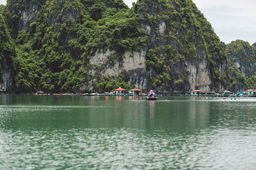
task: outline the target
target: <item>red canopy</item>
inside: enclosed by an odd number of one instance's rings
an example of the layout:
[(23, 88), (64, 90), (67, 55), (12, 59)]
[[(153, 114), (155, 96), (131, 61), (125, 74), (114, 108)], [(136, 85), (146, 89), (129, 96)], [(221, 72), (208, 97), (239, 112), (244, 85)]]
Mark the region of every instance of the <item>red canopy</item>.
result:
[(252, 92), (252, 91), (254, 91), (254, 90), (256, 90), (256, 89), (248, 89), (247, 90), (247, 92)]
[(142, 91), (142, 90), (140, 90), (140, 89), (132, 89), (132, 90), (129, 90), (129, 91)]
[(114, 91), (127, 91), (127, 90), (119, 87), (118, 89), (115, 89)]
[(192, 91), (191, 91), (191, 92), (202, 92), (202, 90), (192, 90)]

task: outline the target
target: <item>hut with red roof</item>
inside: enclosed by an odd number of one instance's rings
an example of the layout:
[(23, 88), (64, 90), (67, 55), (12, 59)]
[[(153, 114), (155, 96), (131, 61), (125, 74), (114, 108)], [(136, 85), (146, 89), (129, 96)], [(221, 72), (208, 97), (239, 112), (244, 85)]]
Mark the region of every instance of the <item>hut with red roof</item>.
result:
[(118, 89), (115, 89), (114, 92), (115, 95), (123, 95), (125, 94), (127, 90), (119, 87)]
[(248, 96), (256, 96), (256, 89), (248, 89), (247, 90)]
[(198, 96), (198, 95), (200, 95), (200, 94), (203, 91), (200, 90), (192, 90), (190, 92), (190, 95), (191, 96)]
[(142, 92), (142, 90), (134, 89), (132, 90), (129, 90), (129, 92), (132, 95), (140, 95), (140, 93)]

==========

Problem:
Can you reproduce every line of the entries above word for word, omitting the pictures?

Expected answer:
task: outline the target
target: <item>red canopy</item>
inside: enclosed by an odd number of one instance's rings
an example of the layout:
[(23, 88), (64, 90), (67, 55), (12, 59)]
[[(153, 114), (155, 96), (131, 61), (125, 74), (114, 108)], [(136, 85), (146, 89), (129, 96)], [(221, 72), (208, 97), (239, 112), (244, 85)]]
Mark the region of every instance of the <item>red canopy</item>.
result:
[(252, 92), (252, 91), (254, 91), (254, 90), (256, 90), (256, 89), (248, 89), (247, 90), (247, 92)]
[(142, 91), (142, 90), (140, 90), (140, 89), (132, 89), (132, 90), (129, 90), (129, 91)]
[(114, 91), (127, 91), (127, 90), (119, 87), (118, 89), (115, 89)]
[(192, 91), (191, 91), (191, 92), (202, 92), (202, 90), (192, 90)]

task: outline the target
target: <item>hut with red roof</item>
inside: enclosed by an odd number of one instance's rings
an example of the layout:
[(23, 88), (64, 90), (67, 55), (12, 59)]
[[(153, 114), (155, 96), (131, 61), (125, 74), (114, 108)], [(136, 85), (146, 89), (129, 96)], [(221, 72), (208, 97), (239, 112), (244, 85)]]
Mark the region of every instance of the <item>hut with red roof</item>.
result:
[(118, 89), (115, 89), (114, 92), (115, 95), (123, 95), (125, 94), (127, 90), (119, 87)]
[(248, 96), (256, 96), (256, 89), (248, 89), (247, 90)]
[(198, 96), (198, 95), (200, 95), (200, 94), (203, 91), (200, 90), (192, 90), (190, 92), (190, 95), (191, 96)]
[(142, 92), (142, 90), (134, 89), (132, 90), (129, 90), (129, 92), (132, 95), (140, 95), (140, 93)]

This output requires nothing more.